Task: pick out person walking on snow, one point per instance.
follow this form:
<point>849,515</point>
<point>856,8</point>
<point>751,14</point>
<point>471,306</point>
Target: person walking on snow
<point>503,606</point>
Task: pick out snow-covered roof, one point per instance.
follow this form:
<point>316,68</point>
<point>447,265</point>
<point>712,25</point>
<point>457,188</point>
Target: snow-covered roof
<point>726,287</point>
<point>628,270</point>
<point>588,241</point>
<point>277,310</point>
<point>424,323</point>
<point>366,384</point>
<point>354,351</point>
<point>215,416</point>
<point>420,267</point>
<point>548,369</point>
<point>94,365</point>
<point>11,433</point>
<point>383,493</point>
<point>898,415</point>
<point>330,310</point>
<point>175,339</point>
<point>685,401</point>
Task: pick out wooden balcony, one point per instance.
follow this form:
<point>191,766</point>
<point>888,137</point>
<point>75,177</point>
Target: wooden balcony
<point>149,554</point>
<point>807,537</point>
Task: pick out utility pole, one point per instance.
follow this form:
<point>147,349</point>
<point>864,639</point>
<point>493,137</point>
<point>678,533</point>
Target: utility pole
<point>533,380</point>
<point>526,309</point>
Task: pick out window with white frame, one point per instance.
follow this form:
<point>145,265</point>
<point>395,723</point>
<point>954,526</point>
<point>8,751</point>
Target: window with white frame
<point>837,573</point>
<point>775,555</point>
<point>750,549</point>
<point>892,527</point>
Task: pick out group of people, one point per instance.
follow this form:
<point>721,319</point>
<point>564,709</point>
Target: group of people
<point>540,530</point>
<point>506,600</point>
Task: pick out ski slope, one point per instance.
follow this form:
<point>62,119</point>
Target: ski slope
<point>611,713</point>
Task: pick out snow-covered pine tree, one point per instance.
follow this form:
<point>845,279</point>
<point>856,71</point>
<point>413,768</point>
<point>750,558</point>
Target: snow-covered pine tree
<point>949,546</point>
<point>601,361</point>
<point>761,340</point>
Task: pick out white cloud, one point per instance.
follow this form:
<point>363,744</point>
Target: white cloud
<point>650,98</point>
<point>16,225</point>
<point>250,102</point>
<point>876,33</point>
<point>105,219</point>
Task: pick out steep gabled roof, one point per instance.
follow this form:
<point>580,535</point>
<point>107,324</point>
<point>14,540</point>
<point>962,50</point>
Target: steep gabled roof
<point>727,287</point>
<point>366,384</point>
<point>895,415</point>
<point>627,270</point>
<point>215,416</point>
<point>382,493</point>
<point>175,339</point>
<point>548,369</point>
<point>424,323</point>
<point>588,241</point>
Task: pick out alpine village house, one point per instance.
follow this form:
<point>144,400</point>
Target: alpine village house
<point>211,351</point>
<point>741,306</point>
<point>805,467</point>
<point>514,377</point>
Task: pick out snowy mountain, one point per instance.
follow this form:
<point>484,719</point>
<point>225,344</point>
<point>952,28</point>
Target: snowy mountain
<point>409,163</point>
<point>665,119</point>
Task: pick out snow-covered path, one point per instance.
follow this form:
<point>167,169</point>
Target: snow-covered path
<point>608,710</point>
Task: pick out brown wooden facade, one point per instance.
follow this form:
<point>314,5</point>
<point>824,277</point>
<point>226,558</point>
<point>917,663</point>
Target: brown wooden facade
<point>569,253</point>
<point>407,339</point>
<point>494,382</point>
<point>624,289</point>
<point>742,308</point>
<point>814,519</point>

= = =

WORK TO COMPLETE:
Faithfully write out the entire listing, line by line.

EXERCISE OUTPUT:
Task: pick out person walking on snow, one point per instance.
follow this form:
<point>849,515</point>
<point>856,8</point>
<point>751,14</point>
<point>471,306</point>
Target: person walking on snow
<point>503,606</point>
Task: pick out snow-covered roof, one point per instance.
follow this form:
<point>316,68</point>
<point>447,265</point>
<point>712,25</point>
<point>457,188</point>
Target: snow-covered roof
<point>726,287</point>
<point>628,270</point>
<point>588,241</point>
<point>277,310</point>
<point>424,323</point>
<point>366,384</point>
<point>354,351</point>
<point>215,416</point>
<point>420,267</point>
<point>548,369</point>
<point>94,365</point>
<point>11,433</point>
<point>383,493</point>
<point>898,415</point>
<point>330,310</point>
<point>175,339</point>
<point>685,401</point>
Task: pick out wooden balcony, one point per instance.
follow this form:
<point>191,766</point>
<point>888,137</point>
<point>75,177</point>
Target: wooden balcony
<point>149,554</point>
<point>807,537</point>
Task: pick out utility pole, one point per instance.
follow this form:
<point>147,349</point>
<point>864,639</point>
<point>493,137</point>
<point>678,533</point>
Target: utility pole
<point>533,380</point>
<point>526,309</point>
Task: pick out window with white frame, one point per instance.
follow this form:
<point>145,265</point>
<point>395,723</point>
<point>954,526</point>
<point>8,751</point>
Target: window with white frame
<point>837,573</point>
<point>775,555</point>
<point>750,549</point>
<point>892,527</point>
Task: pick out group of people, one point per instance.
follow this form:
<point>721,319</point>
<point>564,709</point>
Target: group of people
<point>540,530</point>
<point>506,600</point>
Task: pick out ski slope, one point per instance.
follow this form:
<point>62,119</point>
Target: ski slope
<point>611,713</point>
Task: pick out snow-covered pine tree, one point per instance.
follow this form:
<point>845,279</point>
<point>856,71</point>
<point>413,768</point>
<point>750,558</point>
Target: snow-covered pine tree
<point>949,546</point>
<point>601,361</point>
<point>761,340</point>
Task: pick out white cloud, one point per instance.
follow this form:
<point>363,744</point>
Target: white cloud
<point>650,98</point>
<point>16,225</point>
<point>250,102</point>
<point>876,33</point>
<point>105,219</point>
Task: pick out steep gabled roof, one point per instance.
follow this form:
<point>580,535</point>
<point>107,324</point>
<point>14,540</point>
<point>962,50</point>
Target: steep gabled roof
<point>727,287</point>
<point>366,384</point>
<point>895,415</point>
<point>627,270</point>
<point>215,416</point>
<point>382,493</point>
<point>175,339</point>
<point>548,369</point>
<point>424,323</point>
<point>588,241</point>
Task: pick out alpine village house, one point per instance.
follow this form:
<point>144,400</point>
Target: alpine village house
<point>211,351</point>
<point>741,306</point>
<point>805,467</point>
<point>514,377</point>
Task: pick out snowy mountain, one point per instance.
follow this form:
<point>484,719</point>
<point>225,344</point>
<point>952,28</point>
Target: snowy mountain
<point>409,163</point>
<point>665,119</point>
Task: pick out snow-covered path, one point per instance.
follow this form:
<point>167,169</point>
Target: snow-covered path
<point>608,710</point>
Task: pick out brown wooden facade, one point per instance.
follow this form:
<point>314,5</point>
<point>824,277</point>
<point>226,558</point>
<point>917,663</point>
Target: brown wooden facade
<point>569,253</point>
<point>407,339</point>
<point>494,382</point>
<point>624,289</point>
<point>742,308</point>
<point>814,519</point>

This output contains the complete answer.